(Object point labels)
◇ ◇ ◇ ◇
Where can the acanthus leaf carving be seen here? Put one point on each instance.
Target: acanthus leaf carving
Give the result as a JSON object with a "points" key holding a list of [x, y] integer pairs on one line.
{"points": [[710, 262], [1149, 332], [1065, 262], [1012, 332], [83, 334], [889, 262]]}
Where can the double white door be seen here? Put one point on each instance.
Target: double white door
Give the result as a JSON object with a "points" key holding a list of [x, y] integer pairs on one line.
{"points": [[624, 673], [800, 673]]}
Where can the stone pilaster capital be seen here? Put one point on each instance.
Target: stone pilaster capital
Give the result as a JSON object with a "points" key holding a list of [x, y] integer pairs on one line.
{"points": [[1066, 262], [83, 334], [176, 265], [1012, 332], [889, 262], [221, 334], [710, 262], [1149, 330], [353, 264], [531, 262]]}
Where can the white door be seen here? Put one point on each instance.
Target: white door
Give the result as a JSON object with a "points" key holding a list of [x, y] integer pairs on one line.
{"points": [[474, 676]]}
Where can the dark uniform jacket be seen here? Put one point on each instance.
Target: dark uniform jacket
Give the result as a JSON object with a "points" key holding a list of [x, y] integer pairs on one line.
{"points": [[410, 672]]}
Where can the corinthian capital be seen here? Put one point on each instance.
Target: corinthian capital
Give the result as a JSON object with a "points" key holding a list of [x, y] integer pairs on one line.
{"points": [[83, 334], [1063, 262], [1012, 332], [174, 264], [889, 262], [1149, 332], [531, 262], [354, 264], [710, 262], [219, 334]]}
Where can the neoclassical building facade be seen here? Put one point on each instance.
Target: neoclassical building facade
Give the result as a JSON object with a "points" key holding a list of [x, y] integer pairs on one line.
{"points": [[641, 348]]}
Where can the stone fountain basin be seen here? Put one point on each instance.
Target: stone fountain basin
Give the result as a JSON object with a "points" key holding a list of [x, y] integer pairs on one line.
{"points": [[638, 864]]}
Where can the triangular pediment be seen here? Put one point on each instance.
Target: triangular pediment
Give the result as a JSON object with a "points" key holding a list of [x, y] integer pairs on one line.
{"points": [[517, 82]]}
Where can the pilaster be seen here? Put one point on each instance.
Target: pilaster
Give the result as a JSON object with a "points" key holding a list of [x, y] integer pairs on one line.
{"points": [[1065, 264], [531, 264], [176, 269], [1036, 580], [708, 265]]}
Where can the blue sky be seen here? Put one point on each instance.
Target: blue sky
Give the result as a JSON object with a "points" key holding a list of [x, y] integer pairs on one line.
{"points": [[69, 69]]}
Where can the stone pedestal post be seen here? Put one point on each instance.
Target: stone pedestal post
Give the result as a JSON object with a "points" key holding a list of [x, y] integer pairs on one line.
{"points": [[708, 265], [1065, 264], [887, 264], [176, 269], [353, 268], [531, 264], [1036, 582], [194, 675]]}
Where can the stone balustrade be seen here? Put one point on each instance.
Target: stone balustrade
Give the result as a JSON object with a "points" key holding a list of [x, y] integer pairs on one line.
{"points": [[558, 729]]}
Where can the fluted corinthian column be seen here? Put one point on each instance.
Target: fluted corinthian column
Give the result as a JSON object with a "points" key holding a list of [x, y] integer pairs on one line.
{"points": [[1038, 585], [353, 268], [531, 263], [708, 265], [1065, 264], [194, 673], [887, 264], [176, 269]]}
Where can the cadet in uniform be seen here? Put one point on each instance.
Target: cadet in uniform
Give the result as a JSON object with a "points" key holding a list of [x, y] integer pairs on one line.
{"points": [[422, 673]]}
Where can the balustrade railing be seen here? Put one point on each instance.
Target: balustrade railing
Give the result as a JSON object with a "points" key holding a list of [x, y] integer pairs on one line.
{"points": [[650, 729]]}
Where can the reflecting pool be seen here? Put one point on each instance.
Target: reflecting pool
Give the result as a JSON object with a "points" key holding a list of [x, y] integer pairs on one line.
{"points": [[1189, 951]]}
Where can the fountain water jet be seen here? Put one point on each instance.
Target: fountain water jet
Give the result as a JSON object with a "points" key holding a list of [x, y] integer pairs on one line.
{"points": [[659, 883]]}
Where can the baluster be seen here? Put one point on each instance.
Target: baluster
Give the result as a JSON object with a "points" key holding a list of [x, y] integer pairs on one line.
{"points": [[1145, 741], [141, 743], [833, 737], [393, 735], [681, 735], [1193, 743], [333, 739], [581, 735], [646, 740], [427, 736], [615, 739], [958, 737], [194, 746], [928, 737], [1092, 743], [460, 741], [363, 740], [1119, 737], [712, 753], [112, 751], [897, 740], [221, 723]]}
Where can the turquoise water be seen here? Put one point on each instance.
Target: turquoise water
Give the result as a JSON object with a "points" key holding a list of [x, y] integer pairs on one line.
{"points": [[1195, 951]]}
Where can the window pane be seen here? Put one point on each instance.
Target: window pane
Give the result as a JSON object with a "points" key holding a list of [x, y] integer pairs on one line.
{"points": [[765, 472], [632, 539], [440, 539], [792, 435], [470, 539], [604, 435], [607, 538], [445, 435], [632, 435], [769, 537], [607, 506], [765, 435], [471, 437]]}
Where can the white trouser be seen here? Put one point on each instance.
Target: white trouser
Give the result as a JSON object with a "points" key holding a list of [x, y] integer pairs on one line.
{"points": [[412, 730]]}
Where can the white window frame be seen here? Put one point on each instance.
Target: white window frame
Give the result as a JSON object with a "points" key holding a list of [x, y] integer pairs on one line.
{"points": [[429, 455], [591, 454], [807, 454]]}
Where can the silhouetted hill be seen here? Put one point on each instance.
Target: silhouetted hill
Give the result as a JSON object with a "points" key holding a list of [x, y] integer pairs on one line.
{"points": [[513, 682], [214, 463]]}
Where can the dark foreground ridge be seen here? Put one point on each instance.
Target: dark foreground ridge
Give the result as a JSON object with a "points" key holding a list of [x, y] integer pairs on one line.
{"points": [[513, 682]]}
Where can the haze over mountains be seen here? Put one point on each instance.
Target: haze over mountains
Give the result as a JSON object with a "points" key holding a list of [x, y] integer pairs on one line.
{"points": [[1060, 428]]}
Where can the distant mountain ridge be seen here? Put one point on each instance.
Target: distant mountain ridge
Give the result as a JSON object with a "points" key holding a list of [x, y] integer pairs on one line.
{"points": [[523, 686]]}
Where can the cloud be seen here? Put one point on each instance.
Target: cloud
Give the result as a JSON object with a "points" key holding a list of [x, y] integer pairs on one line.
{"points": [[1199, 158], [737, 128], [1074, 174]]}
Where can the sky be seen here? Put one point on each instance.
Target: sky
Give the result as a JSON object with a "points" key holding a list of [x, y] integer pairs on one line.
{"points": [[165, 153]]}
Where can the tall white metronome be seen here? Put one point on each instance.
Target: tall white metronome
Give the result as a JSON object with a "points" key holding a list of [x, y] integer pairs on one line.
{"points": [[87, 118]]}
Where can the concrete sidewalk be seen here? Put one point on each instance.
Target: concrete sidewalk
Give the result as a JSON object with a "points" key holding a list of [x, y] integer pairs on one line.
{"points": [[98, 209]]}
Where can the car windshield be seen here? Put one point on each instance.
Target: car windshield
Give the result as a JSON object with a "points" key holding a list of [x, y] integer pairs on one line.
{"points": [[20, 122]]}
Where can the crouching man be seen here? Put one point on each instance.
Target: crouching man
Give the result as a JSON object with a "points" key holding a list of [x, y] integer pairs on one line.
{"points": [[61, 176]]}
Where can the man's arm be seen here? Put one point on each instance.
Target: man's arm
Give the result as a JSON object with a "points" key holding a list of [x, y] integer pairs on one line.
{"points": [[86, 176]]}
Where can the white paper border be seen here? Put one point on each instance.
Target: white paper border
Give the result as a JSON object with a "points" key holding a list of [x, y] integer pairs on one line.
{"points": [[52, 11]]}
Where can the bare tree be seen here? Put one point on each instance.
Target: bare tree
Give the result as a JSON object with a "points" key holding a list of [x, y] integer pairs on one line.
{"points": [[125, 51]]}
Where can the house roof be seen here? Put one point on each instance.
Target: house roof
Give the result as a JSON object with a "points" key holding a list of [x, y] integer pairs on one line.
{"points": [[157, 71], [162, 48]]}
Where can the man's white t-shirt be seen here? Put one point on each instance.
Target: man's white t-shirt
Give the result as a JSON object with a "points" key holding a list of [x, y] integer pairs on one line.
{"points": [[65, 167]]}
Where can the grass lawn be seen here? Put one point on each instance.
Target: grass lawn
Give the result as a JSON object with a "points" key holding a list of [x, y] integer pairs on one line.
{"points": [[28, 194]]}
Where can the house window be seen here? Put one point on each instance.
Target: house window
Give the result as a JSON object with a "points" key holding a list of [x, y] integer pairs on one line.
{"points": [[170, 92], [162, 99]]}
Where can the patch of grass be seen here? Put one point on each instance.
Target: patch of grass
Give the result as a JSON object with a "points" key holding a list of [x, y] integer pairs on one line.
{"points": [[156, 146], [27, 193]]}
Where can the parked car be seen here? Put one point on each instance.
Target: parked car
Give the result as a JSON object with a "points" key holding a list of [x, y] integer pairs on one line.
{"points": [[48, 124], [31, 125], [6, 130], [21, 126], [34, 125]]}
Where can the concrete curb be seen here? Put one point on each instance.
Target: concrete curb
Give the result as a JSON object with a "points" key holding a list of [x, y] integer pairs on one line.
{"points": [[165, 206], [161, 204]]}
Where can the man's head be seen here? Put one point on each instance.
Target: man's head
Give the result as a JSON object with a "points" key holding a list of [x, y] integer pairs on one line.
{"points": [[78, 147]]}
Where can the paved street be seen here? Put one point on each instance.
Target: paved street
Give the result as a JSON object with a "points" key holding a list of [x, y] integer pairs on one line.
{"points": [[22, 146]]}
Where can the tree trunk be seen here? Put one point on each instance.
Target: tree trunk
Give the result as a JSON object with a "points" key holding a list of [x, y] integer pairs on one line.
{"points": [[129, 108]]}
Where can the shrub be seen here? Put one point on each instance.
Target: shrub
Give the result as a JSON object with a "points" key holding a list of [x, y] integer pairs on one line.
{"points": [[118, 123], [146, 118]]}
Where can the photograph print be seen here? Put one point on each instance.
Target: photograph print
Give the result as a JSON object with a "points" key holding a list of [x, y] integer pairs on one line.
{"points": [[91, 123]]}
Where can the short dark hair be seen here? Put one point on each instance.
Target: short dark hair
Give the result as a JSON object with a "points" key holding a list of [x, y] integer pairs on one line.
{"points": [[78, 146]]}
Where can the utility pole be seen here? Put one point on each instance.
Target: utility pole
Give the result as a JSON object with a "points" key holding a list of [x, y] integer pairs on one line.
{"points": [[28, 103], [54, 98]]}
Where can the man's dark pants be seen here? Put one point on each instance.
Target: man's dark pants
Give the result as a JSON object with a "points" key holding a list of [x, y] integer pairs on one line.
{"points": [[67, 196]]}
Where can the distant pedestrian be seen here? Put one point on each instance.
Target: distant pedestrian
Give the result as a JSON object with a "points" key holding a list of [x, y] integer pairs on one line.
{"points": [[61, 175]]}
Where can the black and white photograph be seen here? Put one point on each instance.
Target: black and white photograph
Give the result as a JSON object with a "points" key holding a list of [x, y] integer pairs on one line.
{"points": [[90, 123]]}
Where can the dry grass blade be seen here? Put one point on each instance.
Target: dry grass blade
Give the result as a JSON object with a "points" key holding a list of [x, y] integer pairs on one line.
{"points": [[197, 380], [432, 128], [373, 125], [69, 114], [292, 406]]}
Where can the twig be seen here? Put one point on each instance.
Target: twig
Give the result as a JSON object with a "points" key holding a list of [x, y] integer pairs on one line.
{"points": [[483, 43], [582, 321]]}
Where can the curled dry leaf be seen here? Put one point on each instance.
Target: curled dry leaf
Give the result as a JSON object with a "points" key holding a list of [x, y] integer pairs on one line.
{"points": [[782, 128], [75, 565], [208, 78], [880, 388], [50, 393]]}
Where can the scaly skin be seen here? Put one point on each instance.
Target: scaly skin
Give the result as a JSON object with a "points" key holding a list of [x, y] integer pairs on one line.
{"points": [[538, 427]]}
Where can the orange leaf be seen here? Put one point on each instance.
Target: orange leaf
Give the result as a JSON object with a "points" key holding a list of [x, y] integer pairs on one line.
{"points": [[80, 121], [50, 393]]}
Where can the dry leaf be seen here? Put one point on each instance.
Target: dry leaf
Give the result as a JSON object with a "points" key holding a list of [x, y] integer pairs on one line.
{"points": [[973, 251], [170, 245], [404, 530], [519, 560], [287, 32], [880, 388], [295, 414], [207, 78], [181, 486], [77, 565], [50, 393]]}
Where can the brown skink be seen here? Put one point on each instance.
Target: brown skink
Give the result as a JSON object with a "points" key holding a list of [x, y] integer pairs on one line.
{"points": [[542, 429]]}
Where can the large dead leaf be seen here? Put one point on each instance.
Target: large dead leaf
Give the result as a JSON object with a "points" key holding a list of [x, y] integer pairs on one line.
◇ ◇ ◇ ◇
Only the lines from the one containing "Where can the scaly" through the end of the material should be reproduced, exactly, with both ends included.

*Written answer:*
Where can the scaly skin be seen here? Put one point on each instance.
Target: scaly skin
Give the result as a JSON object with a "points" key holding a list of [x, y] integer pairs on one line.
{"points": [[538, 427]]}
Where can the orange leaf be seen here? Put one point on each instance.
Target: orange leaf
Give the result as a JSON object with a "points" key holding a list of [x, y] integer pairs on one line.
{"points": [[80, 121], [50, 393]]}
Where can the dry leaf be seen here? Put one point on each instance.
Target: dry leaf
Give the result as a JSON object with a "points" key holding a list of [x, y] integer pairs on one line.
{"points": [[973, 251], [170, 245], [404, 530], [519, 560], [287, 32], [880, 388], [295, 414], [207, 78], [181, 486], [77, 565], [50, 393]]}
Where can the brown skink be seen here? Put one point on each instance.
Target: brown skink
Give the result as a JSON object with a "points" key holding a list of [x, y] integer pairs on one line.
{"points": [[542, 429]]}
Where can the large dead leaf be seen here? Put one point on each instance.
Target: large dead leaf
Give the result as a JSON object with a "points" key holding a list of [x, y] integer pairs on one line.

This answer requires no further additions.